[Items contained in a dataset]

====

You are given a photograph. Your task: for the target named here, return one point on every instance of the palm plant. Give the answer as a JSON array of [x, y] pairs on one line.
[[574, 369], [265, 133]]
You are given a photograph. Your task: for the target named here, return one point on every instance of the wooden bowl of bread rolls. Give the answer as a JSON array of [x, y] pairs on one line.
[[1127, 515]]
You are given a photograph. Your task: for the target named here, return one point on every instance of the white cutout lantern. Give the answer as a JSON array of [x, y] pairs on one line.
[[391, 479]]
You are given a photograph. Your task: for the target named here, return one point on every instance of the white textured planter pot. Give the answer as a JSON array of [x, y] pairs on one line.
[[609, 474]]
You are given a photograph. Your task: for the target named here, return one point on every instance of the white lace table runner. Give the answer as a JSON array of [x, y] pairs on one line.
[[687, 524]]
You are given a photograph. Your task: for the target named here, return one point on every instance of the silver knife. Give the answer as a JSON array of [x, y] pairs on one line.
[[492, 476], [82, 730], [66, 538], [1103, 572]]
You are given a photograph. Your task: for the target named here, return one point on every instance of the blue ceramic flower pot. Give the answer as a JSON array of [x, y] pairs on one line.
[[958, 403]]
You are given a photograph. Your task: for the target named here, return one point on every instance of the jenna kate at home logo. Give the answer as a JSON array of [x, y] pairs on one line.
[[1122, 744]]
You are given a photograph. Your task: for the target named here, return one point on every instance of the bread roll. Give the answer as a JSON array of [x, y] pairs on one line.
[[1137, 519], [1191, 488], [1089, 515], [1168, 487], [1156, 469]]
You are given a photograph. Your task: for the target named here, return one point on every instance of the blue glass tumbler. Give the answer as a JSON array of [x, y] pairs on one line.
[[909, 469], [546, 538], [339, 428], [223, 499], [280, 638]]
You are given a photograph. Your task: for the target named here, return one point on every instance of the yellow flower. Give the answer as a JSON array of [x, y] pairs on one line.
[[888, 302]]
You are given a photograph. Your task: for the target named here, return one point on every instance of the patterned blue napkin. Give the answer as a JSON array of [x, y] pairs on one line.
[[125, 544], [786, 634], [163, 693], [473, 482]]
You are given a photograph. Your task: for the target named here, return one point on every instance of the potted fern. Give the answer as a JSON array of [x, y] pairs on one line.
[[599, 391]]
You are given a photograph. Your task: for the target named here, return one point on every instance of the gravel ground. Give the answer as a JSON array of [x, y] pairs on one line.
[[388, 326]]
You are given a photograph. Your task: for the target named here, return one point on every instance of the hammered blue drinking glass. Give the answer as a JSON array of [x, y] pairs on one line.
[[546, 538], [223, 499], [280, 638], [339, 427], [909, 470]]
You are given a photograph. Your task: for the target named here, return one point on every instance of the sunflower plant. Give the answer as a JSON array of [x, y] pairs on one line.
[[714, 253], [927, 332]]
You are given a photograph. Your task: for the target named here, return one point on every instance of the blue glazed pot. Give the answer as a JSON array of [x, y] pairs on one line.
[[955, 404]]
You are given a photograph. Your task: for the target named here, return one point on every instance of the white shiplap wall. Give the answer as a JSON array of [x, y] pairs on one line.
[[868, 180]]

====

▶ [Task to complete]: Rewrite the items from the line containing "of the patterned" through the last item, inclusive, swapping "JSON array" for "JSON list" and leaving everything else unchanged.

▶ [Answer below]:
You are given a photograph. Your task: for the target named here, return one point on every instance of the patterned blue napkin. Give the answer as a JSON list of [x, y] pairs on one line.
[[125, 544], [786, 634], [163, 693], [473, 482]]
You are given a photograph. Your task: for the target named here, return one point on every instance of the potted fern. Give the answer as a JSON list of [x, y] pairs on one line.
[[599, 391]]
You are given a photograph. Your task: for the target named here, return one point on every instance of the gravel ground. Give the answer as a JSON list of [x, y] pairs on one line.
[[388, 326]]
You are given a photograph. Your task: for the target named here, return one point on every instance of the hammered blue drinking glass. Give the answer as a JSON list of [x, y] pairs on one line.
[[546, 538], [223, 499], [280, 638], [339, 427], [909, 470]]
You are given a photograph. Your task: for the target named here, return one point on every instance of the sunflower plant. Give the answer as a JSON list of [x, y] pairs on one line.
[[714, 253], [927, 332]]
You are given a photograph. Your task: for the target named here, return one point on every instance of the blue glazed pot. Give the answer as a JSON list of [x, y] pairs on one line.
[[955, 404]]
You are given a photograph. Your task: for the target named here, return one point on every instance of the white shiplap wall. Give the answer as a JSON list of [x, y] pairs on one line.
[[868, 180]]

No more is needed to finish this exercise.